▸ Goal of the exercise: In the records below, change each "place a point on each instance" to "mark every occurrence" and leave everything else as it is. Reproduce the edited records without the pictures.

Records of labeled points
** Start **

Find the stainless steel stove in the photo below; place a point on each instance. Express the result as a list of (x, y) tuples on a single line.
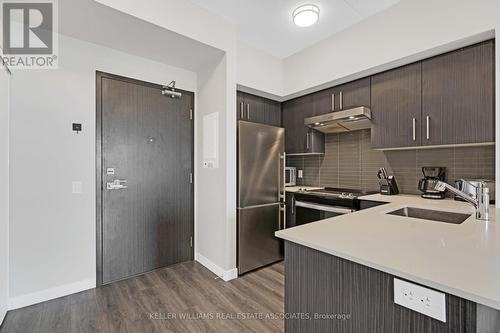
[(314, 205)]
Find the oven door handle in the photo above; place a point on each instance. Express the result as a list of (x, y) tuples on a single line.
[(325, 208)]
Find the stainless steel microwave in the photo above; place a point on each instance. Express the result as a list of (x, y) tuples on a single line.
[(290, 176)]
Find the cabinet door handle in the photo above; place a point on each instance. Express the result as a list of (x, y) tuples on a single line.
[(428, 119), (414, 121)]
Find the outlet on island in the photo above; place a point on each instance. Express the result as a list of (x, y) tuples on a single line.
[(423, 300)]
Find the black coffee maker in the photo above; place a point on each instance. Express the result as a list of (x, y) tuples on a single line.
[(427, 184)]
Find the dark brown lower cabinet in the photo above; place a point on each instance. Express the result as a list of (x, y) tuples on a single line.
[(324, 293)]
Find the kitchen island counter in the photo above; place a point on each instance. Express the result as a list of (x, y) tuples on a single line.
[(459, 259)]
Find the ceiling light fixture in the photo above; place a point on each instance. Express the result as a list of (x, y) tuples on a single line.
[(306, 15)]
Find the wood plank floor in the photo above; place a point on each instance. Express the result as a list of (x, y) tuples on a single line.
[(156, 302)]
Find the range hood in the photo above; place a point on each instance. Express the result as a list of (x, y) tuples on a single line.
[(341, 121)]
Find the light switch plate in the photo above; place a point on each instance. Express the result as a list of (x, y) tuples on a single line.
[(423, 300), (76, 187)]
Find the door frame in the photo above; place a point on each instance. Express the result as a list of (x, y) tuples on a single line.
[(99, 165)]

** End **

▸ Task answer:
Find the stainless steel stove in the photo below; mark every occurrence. Express the result as a list of (x, y) tuples on a single line.
[(314, 205)]
Find the oven door handle in the photo above; mark every occurrence. Express the result as a list of (x, y) tuples on a single line.
[(325, 208)]
Find the stainless steel microwave in the photo above; mark every occurrence. Express the result as a list of (x, y) tuples on a single line.
[(290, 176)]
Find the cabinet door handle in the photo above; mark every occurrence. Express the result as a list of (x, y) tuples on a single line.
[(428, 119), (414, 121)]
Find the outlet on island in the photo above; mark every occurrence. Express the result as a list of (x, y) tuples on a single line.
[(423, 300)]
Find the black coffee maker in the photo above; mark every occurrence. Express the result as a list of (x, y) tuples on a single line.
[(427, 184)]
Find the dark brown lower cabinet in the photo above; mark every occurrence. Express the result as a list of (x, y) tuples on a single line.
[(324, 293)]
Find the kitchen island counter in the photo above; mark every occurrence. Express the result as a list of (x, y) tuples on a single line.
[(459, 259)]
Find the ceiling light fixture in the photo above; mark every occurrence. Express the result as a list of (x, y) tuples on a single line.
[(306, 15)]
Find the wood plank floor in the photo above; mark every occurrence. Express the result as a list of (x, y) tuples on a single line.
[(156, 302)]
Find the range hood in the photo above; mark every occurrence. Express the result as a list of (x, y) tuples on a single line.
[(341, 121)]
Find the light switch plate in the photo above; mark every occurrence. Express the result as a list of (x, y) tuples on a single line.
[(423, 300), (76, 187)]
Find the door frame in the photo above; mark every occurrence. Express the result as a list of (x, y) tuples on a single line.
[(99, 165)]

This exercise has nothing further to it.